Information shown -
══════════

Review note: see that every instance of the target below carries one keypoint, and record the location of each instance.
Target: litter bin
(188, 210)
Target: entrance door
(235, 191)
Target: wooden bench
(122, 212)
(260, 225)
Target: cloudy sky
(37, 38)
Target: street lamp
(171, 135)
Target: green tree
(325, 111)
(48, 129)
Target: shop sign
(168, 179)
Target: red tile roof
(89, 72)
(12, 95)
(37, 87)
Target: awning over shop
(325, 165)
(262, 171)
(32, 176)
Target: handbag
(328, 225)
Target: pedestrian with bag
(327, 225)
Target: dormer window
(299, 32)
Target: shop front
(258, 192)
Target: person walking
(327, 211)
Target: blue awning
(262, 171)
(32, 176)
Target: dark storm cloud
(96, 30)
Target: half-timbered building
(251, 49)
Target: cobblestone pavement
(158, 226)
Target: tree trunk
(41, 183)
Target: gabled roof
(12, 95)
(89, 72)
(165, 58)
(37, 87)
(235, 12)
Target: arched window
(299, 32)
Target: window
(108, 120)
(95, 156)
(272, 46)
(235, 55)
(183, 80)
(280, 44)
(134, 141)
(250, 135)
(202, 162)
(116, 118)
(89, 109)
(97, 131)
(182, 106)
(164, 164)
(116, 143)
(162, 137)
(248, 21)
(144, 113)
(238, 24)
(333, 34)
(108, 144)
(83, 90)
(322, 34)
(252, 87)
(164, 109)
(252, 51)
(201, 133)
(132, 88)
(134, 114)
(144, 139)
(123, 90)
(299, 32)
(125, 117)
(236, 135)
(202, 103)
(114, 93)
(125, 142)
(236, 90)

══════════

Exercise - Reproduce all of the data above word for word, keeping every line in its original order.

Response below -
Review note: see that every instance of the target below carries one keypoint, and record the location of each instance.
Target: litter bin
(188, 210)
Target: entrance door
(235, 191)
Target: wooden bench
(122, 212)
(260, 225)
Target: cloudy sky
(37, 38)
Target: street lamp
(171, 135)
Target: green tree
(325, 111)
(48, 129)
Target: shop sign
(168, 179)
Target: red tile roof
(89, 72)
(12, 95)
(37, 87)
Target: awning over shop
(325, 165)
(262, 171)
(32, 176)
Target: handbag
(328, 225)
Target: pedestrian with bag
(327, 225)
Target: dormer window
(299, 32)
Target: shop front
(258, 192)
Target: person walking
(327, 211)
Target: blue awning
(262, 171)
(32, 176)
Target: dark storm cloud
(96, 30)
Target: half-timbered building
(251, 49)
Target: cobblestone pavement
(158, 226)
Target: tree trunk
(41, 183)
Target: gabled roof
(12, 95)
(89, 72)
(165, 58)
(37, 87)
(235, 12)
Target: arched window
(299, 32)
Target: window
(108, 120)
(95, 156)
(272, 46)
(235, 55)
(183, 80)
(280, 44)
(134, 141)
(250, 135)
(202, 162)
(116, 118)
(89, 109)
(97, 131)
(182, 106)
(164, 164)
(116, 143)
(162, 137)
(248, 21)
(144, 113)
(238, 24)
(333, 34)
(108, 144)
(83, 90)
(322, 34)
(252, 87)
(164, 109)
(252, 51)
(201, 133)
(132, 88)
(134, 114)
(144, 139)
(123, 90)
(299, 32)
(125, 117)
(236, 135)
(202, 103)
(114, 93)
(125, 142)
(236, 90)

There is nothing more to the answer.